Source excerpt:
**********

136 M verts/sec on GeForce4 Ti ?

I am trying to reproduce the GeForce4 Ti4600 geometry performance as stated by nVidia (http://www.nvidia.com/view.asp?PAGE=geforce4ti) - 136 M verts/sec, without sucess.
My program does:

  • 1x1 area pixels
  • 400 long tri-strips
  • compiled display list for the tri-strip called multiple times
  • no lighting, or texture
  • only position data per vertex
  • half the tris are back facing, and being culled
    It reaches around 60 M verts/sec
    This same program was used with previous nVidia hardware, acheiving their stated performance.
    But 60 is too far removed from 136 …
    BTW, 60 is kind of what I expected, with the GF3 reacing around 31
    (with the Ti500 series) and the GF4 having dual geometry pipes.

Any ideas

Here’s what you need to do.

Make a vertex program that does absolutely nothing but pass the vertex position along.

Use glCullFace(GL_FRONT_AND_BACK); (to get rid of that pesky rasterizing).

Use NV_Vertex_array_range to send your trangles.

Even then, I doubt you’ll get 136 Mpps, but you might get an improvement over 60Mpps.

Put the data in video memory and use VAR? Make sure to take optimal use of vertex caching in a mesh where each vertex is reused up to 6 times?

Use CullFace FRONT_AND_BACK to ensure that you aren’t bound by the backend?

If you’re hitting the same pixel over and over again, you might get a RMW bottleneck.

Make sure you are counting vertices per second and not triangles? (A lot of people seem to never be able to get the two straight.)

Note that it is impossible to get good vertex reuse with 400-vertex triangle strips.

  • Matt

You shouldn’t need to create some kind of silly passthrough vertex program. Then you’re not measuring computation.

  • Matt

[QUOTE]Originally posted by mcraighead:
Put the data in video memory and use VAR? Make sure to take optimal use of vertex caching in a mesh where each vertex is reused up to 6 times?

isn’t a compiled display list better? It doesn’t push data through AGP at all.


Use CullFace FRONT_AND_BACK to ensure that you aren’t bound by the backend?

you mean by rasterization? The triangles are 1x1 in screen pixels.
But maybe the rasterization setup time is killing me?


If you’re hitting the same pixel over and over again, you might get a RMW bottleneck.

I took care to not hit the same screen pixel with two triangles in the strip.

**********

Data extract:
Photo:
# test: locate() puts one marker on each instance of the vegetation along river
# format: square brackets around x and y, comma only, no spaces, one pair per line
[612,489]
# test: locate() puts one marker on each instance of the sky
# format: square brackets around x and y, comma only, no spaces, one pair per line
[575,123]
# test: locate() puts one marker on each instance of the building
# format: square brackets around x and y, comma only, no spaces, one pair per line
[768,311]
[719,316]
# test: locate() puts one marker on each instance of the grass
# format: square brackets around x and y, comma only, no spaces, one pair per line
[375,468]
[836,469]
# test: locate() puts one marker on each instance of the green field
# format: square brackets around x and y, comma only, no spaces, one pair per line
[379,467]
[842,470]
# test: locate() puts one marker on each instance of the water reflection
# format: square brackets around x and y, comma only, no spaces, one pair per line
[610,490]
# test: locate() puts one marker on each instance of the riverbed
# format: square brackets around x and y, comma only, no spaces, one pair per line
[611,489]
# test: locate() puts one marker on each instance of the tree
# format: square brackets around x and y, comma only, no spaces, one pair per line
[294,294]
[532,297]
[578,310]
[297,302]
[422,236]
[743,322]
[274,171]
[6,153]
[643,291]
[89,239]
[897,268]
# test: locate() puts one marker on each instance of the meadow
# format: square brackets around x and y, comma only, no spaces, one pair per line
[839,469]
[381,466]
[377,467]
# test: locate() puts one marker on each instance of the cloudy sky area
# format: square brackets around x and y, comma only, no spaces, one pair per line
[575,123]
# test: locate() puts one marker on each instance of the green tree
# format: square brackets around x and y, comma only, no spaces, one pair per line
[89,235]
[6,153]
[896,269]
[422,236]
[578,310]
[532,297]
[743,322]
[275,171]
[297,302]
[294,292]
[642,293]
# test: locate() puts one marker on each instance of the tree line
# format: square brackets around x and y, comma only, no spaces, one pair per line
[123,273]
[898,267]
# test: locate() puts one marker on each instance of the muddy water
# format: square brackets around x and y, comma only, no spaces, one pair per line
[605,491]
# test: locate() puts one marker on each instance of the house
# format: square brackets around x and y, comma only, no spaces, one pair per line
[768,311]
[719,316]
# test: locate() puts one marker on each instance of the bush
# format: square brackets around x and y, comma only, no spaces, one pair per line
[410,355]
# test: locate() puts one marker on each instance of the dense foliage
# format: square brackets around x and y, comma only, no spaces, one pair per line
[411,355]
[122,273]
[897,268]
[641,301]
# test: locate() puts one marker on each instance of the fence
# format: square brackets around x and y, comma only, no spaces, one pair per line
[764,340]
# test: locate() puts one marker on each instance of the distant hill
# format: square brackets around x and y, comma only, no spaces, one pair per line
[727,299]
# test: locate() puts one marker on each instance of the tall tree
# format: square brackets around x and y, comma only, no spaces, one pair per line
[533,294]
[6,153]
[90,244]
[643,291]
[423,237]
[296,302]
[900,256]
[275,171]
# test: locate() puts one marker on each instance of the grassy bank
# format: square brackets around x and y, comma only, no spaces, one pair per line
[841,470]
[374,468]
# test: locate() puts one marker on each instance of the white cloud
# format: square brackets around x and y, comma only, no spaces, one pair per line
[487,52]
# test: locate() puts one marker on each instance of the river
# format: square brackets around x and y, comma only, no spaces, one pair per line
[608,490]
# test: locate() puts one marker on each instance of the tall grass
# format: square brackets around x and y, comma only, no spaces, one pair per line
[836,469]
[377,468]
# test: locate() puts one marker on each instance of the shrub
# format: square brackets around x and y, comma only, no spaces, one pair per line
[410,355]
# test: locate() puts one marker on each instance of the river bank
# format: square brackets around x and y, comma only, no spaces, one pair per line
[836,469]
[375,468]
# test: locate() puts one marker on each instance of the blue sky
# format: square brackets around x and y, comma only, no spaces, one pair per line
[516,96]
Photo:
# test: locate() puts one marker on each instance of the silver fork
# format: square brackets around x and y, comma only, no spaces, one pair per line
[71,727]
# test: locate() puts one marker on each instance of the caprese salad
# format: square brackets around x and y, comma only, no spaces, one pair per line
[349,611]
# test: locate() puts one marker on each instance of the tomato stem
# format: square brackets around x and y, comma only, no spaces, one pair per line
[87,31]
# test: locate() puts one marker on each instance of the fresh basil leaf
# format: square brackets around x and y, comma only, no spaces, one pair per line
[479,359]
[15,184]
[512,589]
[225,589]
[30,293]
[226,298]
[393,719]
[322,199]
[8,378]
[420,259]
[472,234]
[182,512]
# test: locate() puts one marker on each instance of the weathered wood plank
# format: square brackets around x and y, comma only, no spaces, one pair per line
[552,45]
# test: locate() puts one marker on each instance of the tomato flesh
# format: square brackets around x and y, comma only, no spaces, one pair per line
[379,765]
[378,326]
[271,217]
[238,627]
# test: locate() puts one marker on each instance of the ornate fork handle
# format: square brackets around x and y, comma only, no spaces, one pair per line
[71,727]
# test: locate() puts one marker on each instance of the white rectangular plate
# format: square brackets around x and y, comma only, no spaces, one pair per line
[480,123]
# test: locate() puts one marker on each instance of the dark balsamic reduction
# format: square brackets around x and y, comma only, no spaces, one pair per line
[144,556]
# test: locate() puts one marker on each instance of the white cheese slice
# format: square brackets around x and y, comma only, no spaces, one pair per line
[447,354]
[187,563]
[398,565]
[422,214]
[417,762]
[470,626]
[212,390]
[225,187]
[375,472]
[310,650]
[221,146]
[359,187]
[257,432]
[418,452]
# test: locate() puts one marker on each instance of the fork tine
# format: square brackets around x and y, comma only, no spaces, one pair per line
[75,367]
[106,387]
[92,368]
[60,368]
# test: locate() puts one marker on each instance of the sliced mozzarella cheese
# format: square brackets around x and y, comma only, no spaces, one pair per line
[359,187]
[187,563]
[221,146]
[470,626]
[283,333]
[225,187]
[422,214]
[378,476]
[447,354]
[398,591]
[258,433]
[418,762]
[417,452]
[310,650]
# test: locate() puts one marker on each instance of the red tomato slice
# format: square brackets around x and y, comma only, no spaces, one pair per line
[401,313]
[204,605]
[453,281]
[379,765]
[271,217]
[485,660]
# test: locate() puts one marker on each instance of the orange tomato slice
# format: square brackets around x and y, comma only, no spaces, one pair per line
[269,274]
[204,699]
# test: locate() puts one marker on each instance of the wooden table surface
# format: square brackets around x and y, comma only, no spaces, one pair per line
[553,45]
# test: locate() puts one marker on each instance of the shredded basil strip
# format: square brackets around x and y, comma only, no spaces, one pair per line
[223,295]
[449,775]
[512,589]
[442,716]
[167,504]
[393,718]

**********

Written instruction 1:
Answer these about the GeForce4 thread:
(a) About how many vertices per second did the original program reach?
(b) What call does the first reply suggest to get rid of rasterizing?
(c) Up to how many times does the reply say each vertex is reused in a mesh?
Written instruction 2: Duplicate the GeForce4 thread from "Make a vertex" to "send your trangles.".
Written instruction 3: Go on with the GeForce4 thread from the point where it stops.

Expected answer 1:
(a) Around 60 M verts/sec.
(b) glCullFace(GL_FRONT_AND_BACK);
(c) Up to 6 times.

Expected answer 2:
Make a vertex program that does absolutely nothing but pass the vertex position along.

Use glCullFace(GL_FRONT_AND_BACK); (to get rid of that pesky rasterizing).

Use NV_Vertex_array_range to send your trangles.

Expected answer 3:
But after subsequent calls of the strip display-list do project to the
same place. Maybe I’ll stick a tiny glRotate at the end of the list…


Make sure you are counting vertices per second and not triangles? (A lot of people seem to never be able to get the two straight.)

I hope I am not one of them …
With 400-long tri-strips, #tris =~ #verts (the ~ is 0.5%)


Note that it is impossible to get good vertex reuse with 400-vertex triangle strips.

Are you saying that I am not utilizing the ‘already computed vertex cache’ ?

Originally posted by mcraighead:
[b]Put the data in video memory and use VAR? Make sure to take optimal use of vertex caching in a mesh where each vertex is reused up to 6 times?

  • Matt[/b]

Do you mean something like an hexagonal grid? (6 triangles meet at
almost every vertex).
Maybe VAR is necessary not so much for the AGP speed, but for the
explicit ‘statement’ of the fact that vertices are repeated (equal indices), more than what is implied by a tri-strip (only 3 tris meet at a vertex in tri-strips)?

VAR isn’t just for AGP. You can put vertex data into video memory through VAR, and it will likely be faster than display lists.

> If you’re hitting the same pixel over and over again, you might get a RMW bottleneck.

Stupid question, what is a RMW bottleneck and when does it happen ?

Y.

Originally posted by Ysaneya:

Stupid question, what is a RMW bottleneck and when does it happen ?

I think he means Read Modify Write

Originally posted by mcraighead:
[b]Make sure to take optimal use of vertex caching in a mesh where each vertex is reused up to 6 times?

Make sure you are counting vertices per second and not triangles? (A lot of people seem to never be able to get the two straight.)

Note that it is impossible to get good vertex reuse with 400-vertex triangle strips.

  • Matt[/b]

So you actually mean that the 136 MVert/s figure refers to indices, not transformed vertices???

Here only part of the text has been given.